§ Consignes:
- 1) Répondez aux questions suivantes sur l'hommage à Carole Fredericks.
(a) En quelle année l'émission « Porte ouverte » a-t-elle été réalisée ?
(b) De quelles villes l'animateur dit-il que Carole est désormais la marraine des radios ?
(c) Quelle station Carole désigne-t-elle comme « vraiment le champion » ?
- 2) Réécrivez le passage de l'hommage à Carole Fredericks qui commence par « La générosité d’une » et se termine par « L’animateur : Bonjour Carole. », en remplaçant « Porte ouverte » par « Micro ouvert ».
- 3) Poursuivez l'hommage à Carole Fredericks à partir de sa dernière phrase.

§ Texte:
══════════════════════════════

• Emission hommage sur Radio 6
  • 2001
  • Marianne Cassini

La générosité d’une femme de cœur et de caractère, une façon bien à elle de faire bouger le public, une bonne humeur naturelle et beaucoup de simplicité, une pointe d’accent américain, dans un français presque parfait, le rythme dans la peau, la musique dans le sang, Carole Fredericks était tout cela à la fois, et plus encore. Carole Fredericks était et demeure la marraine de Radio 6. Ecoutez un extrait de l’émission « Porte ouverte », réalisée en 2000, à l’occasion de l’ouverture de Radio 6 Boulogne :

L’animateur : Bonjour Carole.

Carole : Bonjour Stéphane, ça va ?

L’animateur : Toujours très heureux de vous accueillir [rire de Carole]. Et puis en plus vous venez pour une naissance. La naissance de Radio 6 Boulogne sur Mer. Alors vous voilà maintenant marraine de deux radios : à Calais et à Boulogne.

Carole : Quelle grande responsabilité, hein ? Je découvre plein de choses que souvent je ne découvre pas sur les autres radios, qui (sont) très bien. Moi je suis pour découvrir les nouvelles choses qui se passent, parce qu’il y a tellement de musiques qui (sont) créées ici en France et ailleurs et c’est bien qu’on ait un moyen d’entendre et bon bien sûr (il y a) des choses qui passent partout aussi mais Radio 6 est vraiment le champion pour ça et moi je suis très très contente de faire partie de l’équipe. »

══════════════════════════════

§ Données fournies:
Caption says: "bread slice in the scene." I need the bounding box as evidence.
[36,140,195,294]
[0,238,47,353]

══════════════════════════════

§ Corrigé par exercice:
- 1)
(a) En 2000.
(b) De Calais et de Boulogne.
(c) Radio 6.

- 2)
La générosité d’une femme de cœur et de caractère, une façon bien à elle de faire bouger le public, une bonne humeur naturelle et beaucoup de simplicité, une pointe d’accent américain, dans un français presque parfait, le rythme dans la peau, la musique dans le sang, Carole Fredericks était tout cela à la fois, et plus encore. Carole Fredericks était et demeure la marraine de Radio 6. Ecoutez un extrait de l’émission « Micro ouvert », réalisée en 2000, à l’occasion de l’ouverture de Radio 6 Boulogne :

L’animateur : Bonjour Carole.

- 3)
Carole Fredericks est née un 5 juin à Springfield, dans le Massachusetts. Sa mère est chanteuse dans un Big band, son père est pianiste et parolier. Carole grandit dans une ambiance de musique, de blues et de gospel, autour de 7 frères et sœurs, tous artistes et musiciens. Son frère ainé, Taj Mahal, est l’un des plus grands bluesmen. Aretha Franklin et les Beatles sont les idoles de Carole et resteront ses plus fortes influences musicales. En 1972, Carole part vivre en Californie et commence à chanter dans différents groupes et en 1979, c’est le grand départ pour la France. Sans connaître un mot de Français, Carole débarque à Paris un matin de janvier. Un mois plus tard, elle rencontre Ann Calvet puis Yvonne Jones et elles forment ensemble un trio de choristes. Les séances vont se succéder avec les plus grands : Dalida, Johnny Halliday, Hugues Aufray, Carlos, Sylvie Vartan, Laurent Voulzy, Michel Berger, France Gall, Eddy Mitchell, jusqu’en 1986 où un après-midi, le téléphone sonne, c’est Jean-Jacques Goldman au bout du fil. Il nous raconte leur première rencontre :

« En fait, je l’ai vue la première fois, je crois à un concert de Michel Berger. Ensuite j’ai dû faire appel à elle pour faire une tournée d’été, pour faire un peu de gospel sur la chanson « America », parce qu’on avait fait le Zénith et on avait tout une chorale de gospel que je ne pouvais pas amener en tournée d’été parce qu’ils étaient rentrés à New York, et donc elle les a remplacés à elle toute seule. Au début elle était simple choriste et puis les liens se sont établis. »

En 1990, c’est l’aventure Fredericks Goldman Jones qui commence. Après plusieurs mois de séances et de répétitions en studio, l’album Fredericks Goldman Jones sort en décembre 91, couronné d’un disque de diamant et suivi d’une tournée mondiale jusqu’en 92. Comment l’idée est-elle née ? Réponse avec Jean-Jacques Goldman:

« C’était à la fin d’une très longue tournée, qui nous avait amenés en Afrique, en Asie, un peu partout dans le monde et on était dans un aéroport. Je leur ai dit ben voilà, j’ai commencé à travailler sur l’album prochain. Toutes les chansons qui viennent sont marquées par cette tournée donc ce sont des duos, des trios, est-ce que vous acceptez qu’on fasse un trio ensemble ?».

Jean-Jacques Goldman, une rencontre décisive pour Carole, génératrice de dizaines de projets, de rencontres, de véritables moments de bonheur. Mais aussi l’occasion de faire swinguer toute la France.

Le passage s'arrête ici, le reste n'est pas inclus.